Enunciado del ejercicio 1
Resume en una o dos frases el párrafo del texto que empieza con «La mesa del Domingo de Resurrección». Conserva sus datos principales.
Enunciado del ejercicio 2
Reproduce tal cual la parte del texto que se abre con las palabras que contienen "El Languedoc es" y se cierra con "que saber halterofilia.".

Fragmento del texto

La figura solitaria de François Hollande se recorta contra el cielo despejado de la cresta del Chemin des Dames. A su lado, la Guardia Republicana, impertérrita, en posición de firmes. Está solo. Así lo ha querido. En esta planicie de Craonne, en la Picardía, no hay mucho que celebrar. O sí. En 1917, tras un desastre (otro más) de los generales franceses, entre 40.000 y 50.000 soldados perdieron la vida en una victoria pírrica. Meses más tarde, los que habían sobrevivido a la masacre se revolvieron contra la jerarquía militar que los llevaba al matadero. Se amotinaron y amenazaron con avanzar sobre París. Se dictaron contra ellos 500 condenas a muerte, 35 fueron fusilados. Durante más de 80 años, la victoria en el Chemin de Dames formaba parte de los muchos olvidos de la Primera Guerra Mundial. Las lápidas de los caídos en combate acabaron en el descampado de una estación de servicio de la Nacional 2. Esto no es Verdún. Aquí no hay grandeur. Las gentes del lugar recuperaron la memoria de los muertos, de los amotinados, de los anónimos. Quizás por ello, François Hollande, el presidente menos popular de la V República, decidió asistir en solitario a este homenaje. Hierático y tieso, parecía plantar cara a la realidad, a los sondeos, al futuro y a la incertidumbre. Recuerda la estrofa de la Marsellesa: aux armes citoyens. La Francia que escribía su destino y, de paso, el del resto del mundo, ya no existe. La de hoy es una Francia de lo improbable, de lo imprevisible. La Francia que no tiene quien le escriba. La pesadilla de cualquier cronista. A un dia de la primera vuelta de las elecciones presidenciales nadie sabe qué puede ocurrir. Todo es posible. Incluso lo improbable.

La gente bien

El Languedoc es un pedazo de paraíso a tres horas de Barcelona. El mistral ha despejado la atmósfera de dudas y deja a su paso un cielo nítido, unos colores precisos y un trazo perfecto de la realidad. Como cuando el oculista acierta de pleno la graduación de nuestras gafas.

La mesa del Domingo de Resurrección en esta casa de Sussargues es una cornucopia de todo lo bueno que saben hacer los franceses, que es mucho. En la mesa un enorme côte de boeuf sanguinolenta pasa de plato en plato. Los vasos se llenan de un rosé que centellea con la luz del sol. Alguien ha asaltado una fromagerie y para levantar la bandeja de quesos hay que saber halterofilia.

—En la primera vuelta votaré Mélenchon, en la segunda Macron.

—¡Estás loco! ¿Cómo puedes votar a Mélenchon y Macron? No te das cuenta de la barbaridad que dices…

—Yo creo que solo votaré en la segunda vuelta.

—A mí me apetece votar a Mélenchon, pero creo que Fillon es el mejor.

Extracto de datos
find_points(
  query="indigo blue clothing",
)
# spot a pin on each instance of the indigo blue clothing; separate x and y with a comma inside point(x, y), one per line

Solución del ejercicio 1
En esta casa de Sussargues, la mesa del Domingo de Resurrección reúne lo mejor que saben hacer los franceses: una enorme côte de boeuf sanguinolenta que pasa de plato en plato, vasos de rosé que centellean al sol y una bandeja de quesos tan cargada que levantarla exige saber halterofilia.

Solución del ejercicio 2
El Languedoc es un pedazo de paraíso a tres horas de Barcelona. El mistral ha despejado la atmósfera de dudas y deja a su paso un cielo nítido, unos colores precisos y un trazo perfecto de la realidad. Como cuando el oculista acierta de pleno la graduación de nuestras gafas.

La mesa del Domingo de Resurrección en esta casa de Sussargues es una cornucopia de todo lo bueno que saben hacer los franceses, que es mucho. En la mesa un enorme côte de boeuf sanguinolenta pasa de plato en plato. Los vasos se llenan de un rosé que centellea con la luz del sol. Alguien ha asaltado una fromagerie y para levantar la bandeja de quesos hay que saber halterofilia.